TASK STATEMENT ▸ Copy out the entries exactly, and wherever a picture appears, leave it out.

DATA SECTION ▸

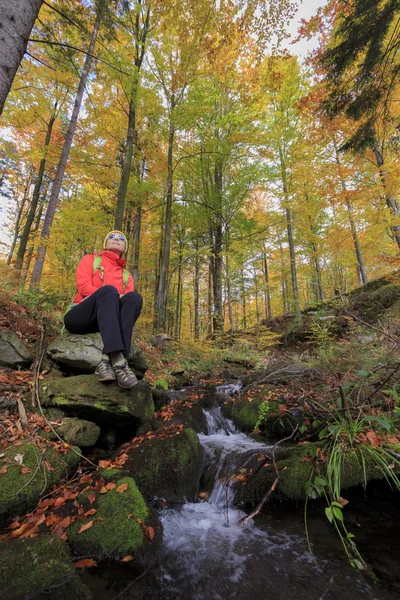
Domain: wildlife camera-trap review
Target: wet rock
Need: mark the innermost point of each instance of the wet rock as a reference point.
(19, 491)
(39, 568)
(13, 352)
(82, 354)
(296, 466)
(123, 520)
(79, 432)
(167, 466)
(189, 415)
(88, 398)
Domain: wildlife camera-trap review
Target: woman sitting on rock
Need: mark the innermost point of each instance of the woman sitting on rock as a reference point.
(106, 302)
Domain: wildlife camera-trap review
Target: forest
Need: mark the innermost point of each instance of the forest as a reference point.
(250, 185)
(256, 450)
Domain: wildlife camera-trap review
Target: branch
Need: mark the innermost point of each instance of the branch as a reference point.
(78, 50)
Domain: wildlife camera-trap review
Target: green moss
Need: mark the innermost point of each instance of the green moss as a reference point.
(294, 472)
(39, 568)
(20, 492)
(119, 533)
(84, 395)
(168, 467)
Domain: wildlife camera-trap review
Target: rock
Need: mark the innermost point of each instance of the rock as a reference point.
(82, 354)
(190, 415)
(79, 432)
(39, 568)
(124, 516)
(88, 398)
(167, 466)
(20, 492)
(13, 352)
(296, 467)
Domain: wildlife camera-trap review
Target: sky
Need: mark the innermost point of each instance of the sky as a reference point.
(306, 10)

EXPECTED ANSWER ▸
Domain: wildlife camera-trap review
Target: wet rock
Need: mark the innermost point of each instance of the wet rock as a reference point.
(19, 491)
(39, 568)
(13, 352)
(82, 354)
(296, 466)
(123, 520)
(79, 432)
(167, 466)
(189, 415)
(88, 398)
Domain: wildlife camera-trap review
Target: woman sitting on rock
Need: mark the innermost point of each instance of the woman sitting on rock as a reference point.
(106, 302)
Domain: wildlife camera-trap review
Target: forest
Need: mark the innermost point of each instance of the forest as a reference point.
(250, 185)
(256, 450)
Domain: wildlife camera-trap review
Target: branch
Need: mark the innermost point of each instance of the branch as a reference point.
(78, 50)
Domain: wildlife camera-trap review
Target: green moss
Need: mark the innermost point of each instance of the green moss as a reference point.
(294, 472)
(39, 568)
(20, 492)
(119, 533)
(84, 395)
(168, 467)
Domain: wildlife camera-trap review
Target: rock
Need: mark the innermost point of each instance of the rock as a reference point.
(82, 354)
(190, 415)
(79, 432)
(39, 568)
(124, 516)
(88, 398)
(167, 466)
(20, 492)
(13, 352)
(296, 467)
Domain: wildlife camera-trap review
Target: sky
Need: mark the innermost point of each instance of the sky as a reference point.
(306, 10)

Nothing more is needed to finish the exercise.